# WRITTEN INSTRUCTION A:
From the article on the band Rialto, list the names of all six people given under "Band members".
# WRITTEN INSTRUCTION B:
Answer the following questions using the article on the band Rialto:
(i) In what year did the band release Night on Earth?
(ii) In which country did the band's debut album reach number one in the album charts?
(iii) Which record label released the debut album, and on what date?
# WRITTEN INSTRUCTION C:
Extend the article on the band Rialto, beginning after its final sentence.
* START PASSAGE *
Rialto were an English rock band formed in London in 1997. They released their self-titled debut album in 1998, followed by their second and final album, Night on Earth, in 2001. Their single "Untouchable" reached the top 20 in the UK Singles Chart. In the summer of 1998, Rialto became the first ever UK chart band to release a single exclusively through the internet.

Despite finding favour with music critics, with Melody Maker anticipating "a fairytale future of Oasis-like proportions", the band were famously dropped by their label East West, a Warner Music Group imprint, a month before the release of their heavily promoted eponymous debut album, denting the group's chances of major commercial success. Neil McCormick noted that Rialto were "among the most critically acclaimed and highly touted new groups to emerge" of the late 1990s, making "carefully crafted, Beatlesque pop, with an epic, cinematic sound and slightly sinister lyrics". The group gained a following in East Asia, particularly in South Korea where their debut reached the number one spot in the album charts.

Band members
 Louis Eliot – lead vocalist, guitar, songwriter
 Jonny Bull – guitar, programming, backing vocals, producer
 Julian Taylor – bass, backing vocals and trumpet
 Pete Cuthbert – drums
 Toby Hounsham – keyboards (1997–2000)
 Anthony Christmas – drums (1997–2000)

Biography
Rialto grew from the remains of the band Kinky Machine, which featured singer Louis Eliot and guitarist Jonny Bull. Kinky Machine released two albums: their self-titled debut in 1993 (Oxygen/MCA Records) and Bent in 1995.

In 1997, Eliot and Bull rejoined and, with the addition of bassist Julian Taylor, drummer Pete Cuthbert and keyboardist Toby Hounsham, formed Rialto. Later that year, they released their first singles, "When We're Together" and "Untouchable." The latter was re-released in January 1998 and cracked the Top 20 in the UK Singles Chart. Despite the anticipated arrival of their self-titled debut album, East West Records dropped them from their label, with China Records releasing the album on 13 July 1998 instead.
* END PASSAGE *
* START SUPPLIED DATA *
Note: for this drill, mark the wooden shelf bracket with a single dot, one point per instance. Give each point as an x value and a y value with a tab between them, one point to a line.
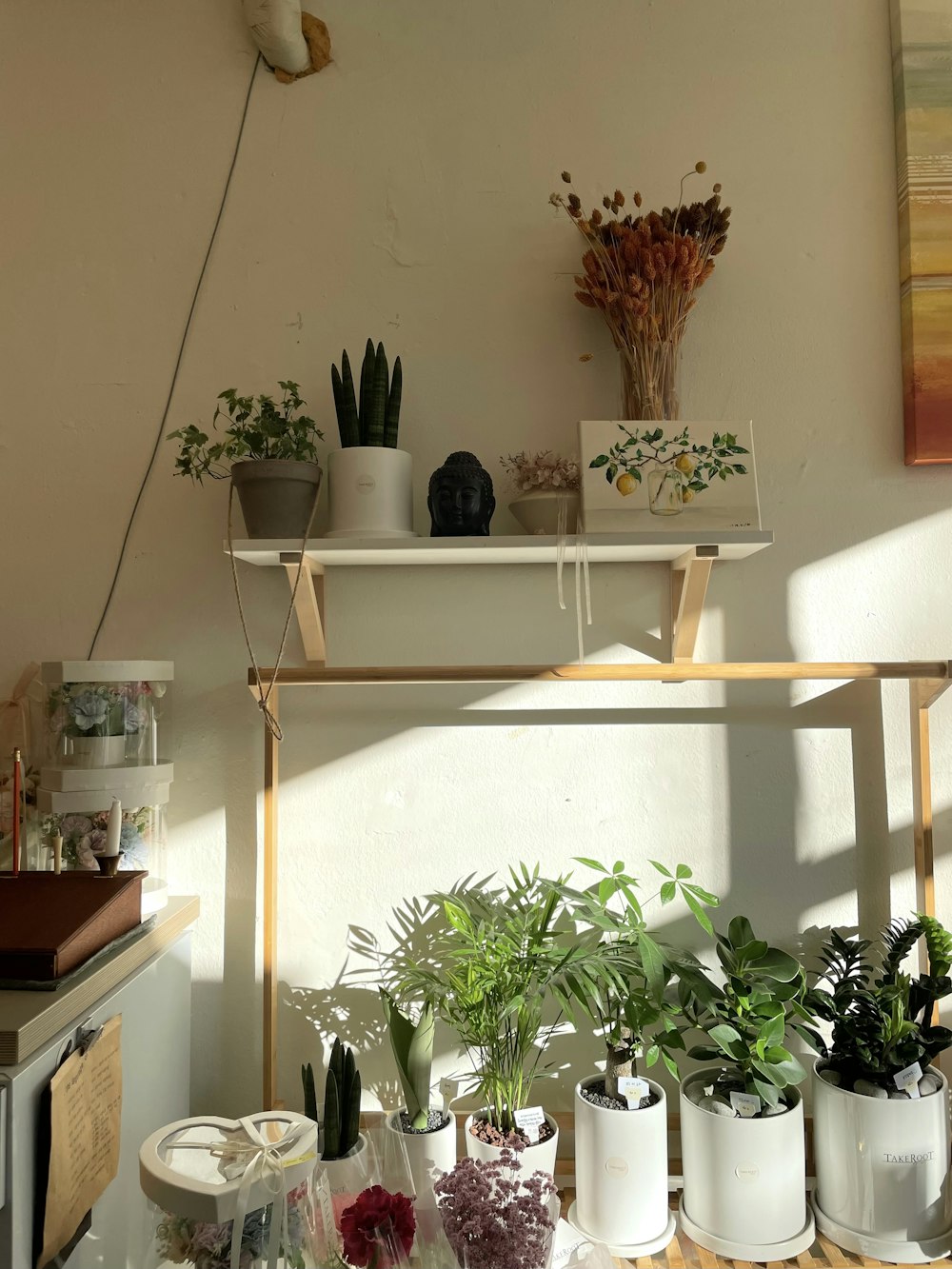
691	574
* END SUPPLIED DATA *
# TASK OUTPUT A:
Louis Eliot
Jonny Bull
Julian Taylor
Pete Cuthbert
Toby Hounsham
Anthony Christmas

# TASK OUTPUT B:
(i) 2001
(ii) South Korea
(iii) China Records, on 13 July 1998

# TASK OUTPUT C:
A six-track EP, Girl On A Train, followed in 2000, receiving accolades from NME and Q magazines. By the time Rialto gathered to make a second album, Hounsham and Christmas had left the group, leaving them as a four-piece. The band released their second and final album, Night on Earth, in 2001.

Post-band activities
Following the band's split, Eliot released his solo debut, the Everybody Loves You When You're Dead EP, in 2002, followed by his full-length debut, Long Way Round, on Iodine Records in 2004.

Bull co-wrote the song "Friday Night" with Lily Allen at his studio in southwest Portugal. The song ended up on her debut album Alright, Still. In 2011, he wrote and sang the song for the "Ph. Diddy" video produced by Invitrogen to illustrate life in a biotechnology laboratory.

Toby Hounsham now plays keyboards for The Stranglers and Mungo Jerry.

Discography

Albums 
 Rialto (1998) – UK No. 21
 Night on Earth (2001)

EP 
 Girl on a Train (2000)

Singles 
 "When We're Together" (1997)
 "Monday Morning 5.19" (1997) – UK No. 37
 "Untouchable" (1998) – UK No. 20
 "Dream Another Dream" (1998) – UK No. 39
 "Summer's Over" (1998) – UK No. 60 
 "Anything Could Happen" (2001) - UK No. 85
 "London Crawling" (2001)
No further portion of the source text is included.